* **Lines of data**
>> BEGIN
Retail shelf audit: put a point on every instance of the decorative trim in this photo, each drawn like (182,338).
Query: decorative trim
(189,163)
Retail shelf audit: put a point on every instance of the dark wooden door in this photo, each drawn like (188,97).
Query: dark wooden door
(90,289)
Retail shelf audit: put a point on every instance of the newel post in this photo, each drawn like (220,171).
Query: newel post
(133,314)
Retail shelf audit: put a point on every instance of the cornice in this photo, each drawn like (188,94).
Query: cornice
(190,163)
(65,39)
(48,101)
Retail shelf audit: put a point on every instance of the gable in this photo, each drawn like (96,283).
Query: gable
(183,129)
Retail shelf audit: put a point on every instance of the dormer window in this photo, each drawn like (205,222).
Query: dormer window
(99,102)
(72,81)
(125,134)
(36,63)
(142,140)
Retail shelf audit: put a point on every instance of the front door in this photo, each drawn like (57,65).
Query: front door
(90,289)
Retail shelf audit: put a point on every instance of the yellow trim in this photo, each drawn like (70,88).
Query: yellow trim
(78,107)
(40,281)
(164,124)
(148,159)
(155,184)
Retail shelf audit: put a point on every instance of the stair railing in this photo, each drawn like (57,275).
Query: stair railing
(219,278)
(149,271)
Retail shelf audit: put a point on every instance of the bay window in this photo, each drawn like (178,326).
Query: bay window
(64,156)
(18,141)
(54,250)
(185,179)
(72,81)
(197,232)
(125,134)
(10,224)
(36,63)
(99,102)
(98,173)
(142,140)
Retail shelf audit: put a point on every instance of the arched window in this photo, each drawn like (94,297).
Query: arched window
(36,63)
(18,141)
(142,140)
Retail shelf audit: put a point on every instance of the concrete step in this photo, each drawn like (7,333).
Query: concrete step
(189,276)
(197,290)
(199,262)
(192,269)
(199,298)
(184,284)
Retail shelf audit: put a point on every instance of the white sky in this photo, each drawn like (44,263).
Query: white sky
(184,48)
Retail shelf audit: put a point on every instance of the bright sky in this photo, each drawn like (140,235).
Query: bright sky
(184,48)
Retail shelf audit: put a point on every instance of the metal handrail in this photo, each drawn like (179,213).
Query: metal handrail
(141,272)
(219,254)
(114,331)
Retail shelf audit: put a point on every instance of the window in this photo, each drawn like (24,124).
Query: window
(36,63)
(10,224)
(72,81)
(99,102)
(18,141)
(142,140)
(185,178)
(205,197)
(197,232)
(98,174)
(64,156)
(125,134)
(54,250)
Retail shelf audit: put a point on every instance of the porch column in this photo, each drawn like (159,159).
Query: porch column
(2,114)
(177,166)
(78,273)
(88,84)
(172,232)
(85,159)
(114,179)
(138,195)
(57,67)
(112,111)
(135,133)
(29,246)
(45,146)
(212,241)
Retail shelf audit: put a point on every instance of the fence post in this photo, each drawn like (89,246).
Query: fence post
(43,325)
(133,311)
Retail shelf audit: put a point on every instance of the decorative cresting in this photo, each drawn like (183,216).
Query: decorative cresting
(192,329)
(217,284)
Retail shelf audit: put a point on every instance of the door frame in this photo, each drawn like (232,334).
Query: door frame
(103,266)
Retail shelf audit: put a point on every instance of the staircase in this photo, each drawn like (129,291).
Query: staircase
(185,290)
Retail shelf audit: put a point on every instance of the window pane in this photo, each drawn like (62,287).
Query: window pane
>> END
* **REQUIRED TASK**
Quote the data in full, keeping each word unchanged.

* **CORRECT OUTPUT**
Retail shelf audit: put a point on every instance of the decorative trim in this photo, each drawn like (182,338).
Query: decorative trim
(189,163)
Retail shelf audit: put a point on every instance of the dark wooden door in this photo, each drawn like (188,97).
Query: dark wooden door
(90,289)
Retail shelf audit: put a point on every instance of the newel post in this photo, each drawn like (220,171).
Query: newel post
(133,314)
Retail shelf audit: put a point on every instance of the cornice in this photo, each drawn like (188,94).
Query: cornice
(190,163)
(65,39)
(48,101)
Retail shelf audit: put a point on every instance of the gable in this photo, each drawn like (96,283).
Query: gable
(183,129)
Retail shelf audit: put a point on every instance of the dormer window in this photo, each drawn like (205,222).
Query: dormer window
(99,102)
(72,81)
(125,134)
(36,63)
(142,140)
Retail shelf audit: put a point on every instance of the front door in this photo, each drawn like (57,65).
Query: front door
(90,289)
Retail shelf audit: put a point on every instance of the yellow trim in this photo, each drawn like (70,88).
Query: yellow trim
(78,107)
(40,281)
(164,124)
(148,159)
(155,184)
Retail shelf audit: put a point on every instance of the stair railing in this photo, each drawn like (57,275).
Query: stair railing
(219,278)
(149,271)
Retail shelf audit: put a point on every instance of the bay window in this photo, each drawn like (178,326).
Query: bay window
(64,156)
(18,141)
(54,250)
(185,179)
(72,81)
(197,232)
(125,134)
(10,224)
(36,63)
(99,102)
(98,173)
(142,140)
Retail shelf audit: put a point on every instance of the arched window in this photo, each drawn like (94,297).
Query: arched window
(36,63)
(18,141)
(142,140)
Retail shelf audit: put a point on every instance of the concrete step in this photo, each drawn like (7,333).
Query: concrete step
(189,276)
(197,290)
(199,262)
(192,269)
(199,298)
(184,284)
Retail shelf audit: put a point on every instance of the white sky in this photo, each drawn like (44,263).
Query: white sky
(184,48)
Retail shelf audit: put a point on every instance of the bright sky in this photo, each drawn like (140,235).
Query: bright sky
(184,48)
Retail shelf audit: put a point on every instance of the metal handrail in this photo, each drawn like (179,213).
Query: metal handrail
(141,272)
(219,254)
(114,331)
Retail shelf audit: put a point on every instance of the window in this photo, each drawn like (24,124).
Query: window
(36,63)
(10,224)
(72,81)
(99,102)
(18,141)
(142,140)
(185,178)
(205,197)
(197,232)
(98,174)
(64,156)
(125,134)
(54,250)
Retail shelf audit: put a point on every instance of the porch column in this photo, each drawn like (159,159).
Query: porch column
(2,114)
(177,166)
(78,273)
(88,84)
(172,232)
(85,159)
(114,179)
(138,195)
(57,67)
(112,111)
(135,133)
(29,246)
(45,146)
(212,241)
Retail shelf audit: put a point on every instance of the fence post in this photo, each drawn like (89,246).
Query: fence post
(43,325)
(133,311)
Retail shelf audit: put a point on every instance of the decorative cresting in this photo, each drawn like (183,216).
Query: decorative cresting
(192,329)
(217,284)
Retail shelf audit: put a point on every instance of the door frame in this photo, each drawn like (232,334).
Query: door frame
(103,266)
Retail shelf audit: put a point on every instance of the staircase in this photo, each drawn like (129,291).
Query: staircase
(185,290)
Retail shelf audit: put a point on every instance of the window pane in this photo, each drawn like (62,287).
Query: window pane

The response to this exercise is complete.